Passage given:
★ ★ ★ ★ ★
Image Credit: Fox News

Kash Patel hits back hard after leaked report some say is 'unrecoverable'
Image Credit: Fox News

When a leaked internal assessment calls the FBI a “rudderless ship” and describes its director as “in over his head,” it’s the kind of phrase that sticks.

That’s exactly what happened to FBI Director Kash Patel this week, after a 100-plus-page report from an alliance of current and former FBI employees began circulating in Washington and in the press.

But Patel is not taking it quietly.

He’s now pushing back aggressively through Megyn Kelly’s show, challenging some of the most humiliating anecdotes and arguing that the harsh portrait of his leadership simply doesn’t match the FBI’s results on the ground.

Meanwhile, commentators across the spectrum – from Fox News columnist Miranda Devine to The Young Turks’ Cenk Uygur and Jordan Uhl – are treating the report as a Rorschach test for what they already believe about the Trump-era FBI.

A “Rudderless Ship” And An Angry Rank-And-File

On Fox News, Laura Ingraham framed the leaked document as a “scathing new report” that, according to the New York Post’s Miranda Devine, accuses the bureau of drifting aimlessly under Patel and his deputy, Dan Bongino.

A “Rudderless Ship” And An Angry Rank And File
Image Credit: Fox News

Devine told Ingraham the report was compiled by a group calling itself the National Alliance of FBI professionals – active-duty agents, retirees, and analysts who banded together back in 2023 because they were horrified by what they saw as political weaponization under former director Christopher Wray during the Biden administration.

In other words, Devine stressed, this isn’t some “deep state cabal” of anti-Trump liberals. These are people who publicly backed Trump’s plans for FBI reform just last year and endorsed Patel as the best option to shake up the bureau.
★ ★ ★ ★ ★
Stored Records

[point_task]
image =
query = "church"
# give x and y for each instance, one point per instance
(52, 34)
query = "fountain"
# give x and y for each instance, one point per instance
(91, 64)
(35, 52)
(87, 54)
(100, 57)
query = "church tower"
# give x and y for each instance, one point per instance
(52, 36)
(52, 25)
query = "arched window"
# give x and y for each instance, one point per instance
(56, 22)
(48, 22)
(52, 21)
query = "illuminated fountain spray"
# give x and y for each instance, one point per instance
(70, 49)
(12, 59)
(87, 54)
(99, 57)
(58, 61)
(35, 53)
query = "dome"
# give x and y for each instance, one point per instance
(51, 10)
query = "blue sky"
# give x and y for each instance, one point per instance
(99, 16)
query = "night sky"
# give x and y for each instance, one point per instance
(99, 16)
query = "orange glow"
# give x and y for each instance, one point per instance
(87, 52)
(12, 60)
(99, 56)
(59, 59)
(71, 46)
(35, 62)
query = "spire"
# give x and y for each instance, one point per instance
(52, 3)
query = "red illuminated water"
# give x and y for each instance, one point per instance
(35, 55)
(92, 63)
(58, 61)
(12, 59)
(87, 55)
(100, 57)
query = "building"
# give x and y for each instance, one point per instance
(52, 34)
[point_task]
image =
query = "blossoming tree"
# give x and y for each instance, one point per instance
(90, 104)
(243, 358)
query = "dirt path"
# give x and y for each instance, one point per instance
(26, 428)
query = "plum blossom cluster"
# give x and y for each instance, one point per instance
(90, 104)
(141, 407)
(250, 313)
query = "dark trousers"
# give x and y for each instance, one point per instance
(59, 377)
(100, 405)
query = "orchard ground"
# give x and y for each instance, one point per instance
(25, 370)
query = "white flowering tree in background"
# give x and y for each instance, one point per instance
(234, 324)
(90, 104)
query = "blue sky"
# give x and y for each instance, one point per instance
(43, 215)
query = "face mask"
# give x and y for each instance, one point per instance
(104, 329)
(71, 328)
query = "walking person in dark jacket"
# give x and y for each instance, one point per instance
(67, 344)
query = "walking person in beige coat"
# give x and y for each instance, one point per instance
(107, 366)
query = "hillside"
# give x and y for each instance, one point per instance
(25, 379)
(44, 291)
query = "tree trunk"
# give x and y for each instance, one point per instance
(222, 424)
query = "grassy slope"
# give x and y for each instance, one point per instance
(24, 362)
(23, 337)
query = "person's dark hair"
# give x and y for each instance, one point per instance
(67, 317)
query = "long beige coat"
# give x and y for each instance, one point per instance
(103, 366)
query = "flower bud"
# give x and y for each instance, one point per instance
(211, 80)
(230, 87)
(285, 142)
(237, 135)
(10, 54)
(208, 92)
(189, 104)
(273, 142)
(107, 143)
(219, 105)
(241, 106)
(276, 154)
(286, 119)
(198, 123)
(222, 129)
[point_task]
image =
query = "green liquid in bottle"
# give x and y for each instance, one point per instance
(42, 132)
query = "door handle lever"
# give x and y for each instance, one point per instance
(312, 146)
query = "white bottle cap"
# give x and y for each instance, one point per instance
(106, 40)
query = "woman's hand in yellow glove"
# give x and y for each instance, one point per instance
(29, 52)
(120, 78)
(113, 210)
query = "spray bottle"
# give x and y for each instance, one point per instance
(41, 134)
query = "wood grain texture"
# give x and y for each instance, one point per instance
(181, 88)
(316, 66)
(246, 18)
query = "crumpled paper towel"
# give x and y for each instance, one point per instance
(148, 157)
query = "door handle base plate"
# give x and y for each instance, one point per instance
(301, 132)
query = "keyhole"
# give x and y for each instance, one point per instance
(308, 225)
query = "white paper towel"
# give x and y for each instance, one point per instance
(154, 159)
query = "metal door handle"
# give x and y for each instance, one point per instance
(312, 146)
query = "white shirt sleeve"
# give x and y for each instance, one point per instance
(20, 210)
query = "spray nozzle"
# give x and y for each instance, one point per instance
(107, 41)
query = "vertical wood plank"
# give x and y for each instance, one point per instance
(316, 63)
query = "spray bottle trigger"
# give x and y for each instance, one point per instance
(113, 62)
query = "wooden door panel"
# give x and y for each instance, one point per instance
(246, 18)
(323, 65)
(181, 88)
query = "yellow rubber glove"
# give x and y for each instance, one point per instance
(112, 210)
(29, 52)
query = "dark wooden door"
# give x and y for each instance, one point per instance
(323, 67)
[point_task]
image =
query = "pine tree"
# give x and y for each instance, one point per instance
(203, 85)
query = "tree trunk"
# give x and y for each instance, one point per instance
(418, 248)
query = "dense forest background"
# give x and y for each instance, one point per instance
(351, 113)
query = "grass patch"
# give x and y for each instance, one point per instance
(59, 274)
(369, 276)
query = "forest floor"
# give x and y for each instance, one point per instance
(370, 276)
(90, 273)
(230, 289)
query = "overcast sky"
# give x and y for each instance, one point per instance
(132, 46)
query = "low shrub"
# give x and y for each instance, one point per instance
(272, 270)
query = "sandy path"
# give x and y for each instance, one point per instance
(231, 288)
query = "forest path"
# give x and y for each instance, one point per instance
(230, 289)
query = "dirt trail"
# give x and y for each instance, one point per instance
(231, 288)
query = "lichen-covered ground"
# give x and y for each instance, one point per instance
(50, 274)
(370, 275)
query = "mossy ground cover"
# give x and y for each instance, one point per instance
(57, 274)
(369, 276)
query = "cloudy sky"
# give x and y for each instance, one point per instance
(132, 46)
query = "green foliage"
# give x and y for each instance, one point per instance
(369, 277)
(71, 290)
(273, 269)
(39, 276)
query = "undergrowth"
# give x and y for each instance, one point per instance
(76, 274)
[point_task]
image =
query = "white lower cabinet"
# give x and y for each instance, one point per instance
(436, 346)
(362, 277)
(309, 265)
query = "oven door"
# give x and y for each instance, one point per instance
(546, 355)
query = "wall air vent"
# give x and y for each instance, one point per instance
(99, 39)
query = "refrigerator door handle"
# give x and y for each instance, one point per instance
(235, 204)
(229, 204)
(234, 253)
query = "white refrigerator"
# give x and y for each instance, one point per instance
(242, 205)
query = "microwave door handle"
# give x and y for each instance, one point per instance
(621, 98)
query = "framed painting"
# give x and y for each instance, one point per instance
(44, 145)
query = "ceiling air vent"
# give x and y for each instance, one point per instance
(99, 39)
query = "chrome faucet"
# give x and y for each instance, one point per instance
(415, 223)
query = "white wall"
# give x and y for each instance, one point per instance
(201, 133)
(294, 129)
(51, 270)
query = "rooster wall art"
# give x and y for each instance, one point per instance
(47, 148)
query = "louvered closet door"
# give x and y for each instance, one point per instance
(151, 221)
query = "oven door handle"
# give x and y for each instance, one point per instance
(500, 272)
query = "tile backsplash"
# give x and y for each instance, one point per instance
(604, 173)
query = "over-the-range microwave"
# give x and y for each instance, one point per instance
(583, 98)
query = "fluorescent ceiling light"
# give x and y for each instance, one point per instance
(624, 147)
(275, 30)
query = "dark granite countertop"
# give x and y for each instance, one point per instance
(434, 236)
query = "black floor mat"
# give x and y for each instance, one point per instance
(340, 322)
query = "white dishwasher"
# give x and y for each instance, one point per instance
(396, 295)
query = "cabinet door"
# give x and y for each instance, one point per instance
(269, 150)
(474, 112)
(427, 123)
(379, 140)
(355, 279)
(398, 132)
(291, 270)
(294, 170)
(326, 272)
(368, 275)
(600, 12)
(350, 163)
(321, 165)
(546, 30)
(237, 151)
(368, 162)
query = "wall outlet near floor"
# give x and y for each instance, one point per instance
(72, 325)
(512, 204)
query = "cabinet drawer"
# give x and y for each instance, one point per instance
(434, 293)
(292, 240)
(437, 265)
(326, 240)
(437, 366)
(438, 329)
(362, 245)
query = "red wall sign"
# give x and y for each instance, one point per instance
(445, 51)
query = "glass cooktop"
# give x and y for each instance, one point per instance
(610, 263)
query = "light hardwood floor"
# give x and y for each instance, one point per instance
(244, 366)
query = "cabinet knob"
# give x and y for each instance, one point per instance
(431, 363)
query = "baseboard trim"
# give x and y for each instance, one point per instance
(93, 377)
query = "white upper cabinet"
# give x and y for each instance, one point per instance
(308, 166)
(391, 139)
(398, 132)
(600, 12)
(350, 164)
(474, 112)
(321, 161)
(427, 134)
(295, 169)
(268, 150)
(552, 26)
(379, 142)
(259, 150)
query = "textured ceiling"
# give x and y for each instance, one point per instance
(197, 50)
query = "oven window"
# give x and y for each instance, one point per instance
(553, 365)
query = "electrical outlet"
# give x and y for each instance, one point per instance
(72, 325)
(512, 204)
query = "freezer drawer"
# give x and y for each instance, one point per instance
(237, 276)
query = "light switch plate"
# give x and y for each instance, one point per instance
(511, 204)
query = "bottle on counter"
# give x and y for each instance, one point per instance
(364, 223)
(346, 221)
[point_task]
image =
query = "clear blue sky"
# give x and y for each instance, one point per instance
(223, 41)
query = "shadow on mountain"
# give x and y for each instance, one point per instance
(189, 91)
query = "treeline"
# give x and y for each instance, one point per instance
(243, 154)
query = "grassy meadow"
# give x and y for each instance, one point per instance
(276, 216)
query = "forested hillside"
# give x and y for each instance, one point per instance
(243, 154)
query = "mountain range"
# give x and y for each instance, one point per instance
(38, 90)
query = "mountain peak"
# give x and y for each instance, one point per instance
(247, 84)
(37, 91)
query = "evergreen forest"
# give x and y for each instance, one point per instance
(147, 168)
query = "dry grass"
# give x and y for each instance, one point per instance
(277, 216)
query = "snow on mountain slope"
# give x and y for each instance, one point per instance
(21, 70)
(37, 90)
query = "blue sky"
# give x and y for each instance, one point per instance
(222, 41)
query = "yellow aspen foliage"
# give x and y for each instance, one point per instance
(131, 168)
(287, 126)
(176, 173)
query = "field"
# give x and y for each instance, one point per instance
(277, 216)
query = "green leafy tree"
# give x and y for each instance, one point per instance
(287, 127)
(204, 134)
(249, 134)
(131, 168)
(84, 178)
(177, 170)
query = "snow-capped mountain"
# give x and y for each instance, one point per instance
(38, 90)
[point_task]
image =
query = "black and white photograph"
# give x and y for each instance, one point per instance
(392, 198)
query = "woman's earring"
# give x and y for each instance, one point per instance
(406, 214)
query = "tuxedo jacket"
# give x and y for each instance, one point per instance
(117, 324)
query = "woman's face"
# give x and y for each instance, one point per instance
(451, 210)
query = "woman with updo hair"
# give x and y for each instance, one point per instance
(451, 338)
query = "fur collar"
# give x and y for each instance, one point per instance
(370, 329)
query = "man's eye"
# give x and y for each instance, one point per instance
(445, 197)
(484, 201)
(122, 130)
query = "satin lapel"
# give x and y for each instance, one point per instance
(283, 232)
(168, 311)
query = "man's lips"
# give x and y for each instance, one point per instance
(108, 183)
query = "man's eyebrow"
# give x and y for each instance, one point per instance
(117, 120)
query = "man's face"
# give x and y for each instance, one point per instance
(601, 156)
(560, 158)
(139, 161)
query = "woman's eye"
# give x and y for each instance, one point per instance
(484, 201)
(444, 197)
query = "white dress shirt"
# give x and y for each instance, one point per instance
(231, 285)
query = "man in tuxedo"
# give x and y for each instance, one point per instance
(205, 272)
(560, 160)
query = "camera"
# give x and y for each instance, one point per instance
★ ★ ★ ★ ★
Task list:
**a.** In the article on Kash Patel, swap "liberals" for "progressives" and reproduce the passage from "In other words, Devine" to "up the bureau.".
**b.** According to the article on Kash Patel, in what year did the group that compiled the report band together?
**c.** Using the article on Kash Patel, explain why Devine maintained that the report did not come from a "deep state cabal" of anti-Trump liberals.
The stored records are independent material and are unrelated to the article.

Responses by task:
**a.**
In other words, Devine stressed, this isn’t some “deep state cabal” of anti-Trump progressives. These are people who publicly backed Trump’s plans for FBI reform just last year and endorsed Patel as the best option to shake up the bureau.

**b.** 2023

**c.** The people behind the report had publicly supported Trump's plans for FBI reform only the year before. They had also endorsed Patel as the best choice to shake up the bureau.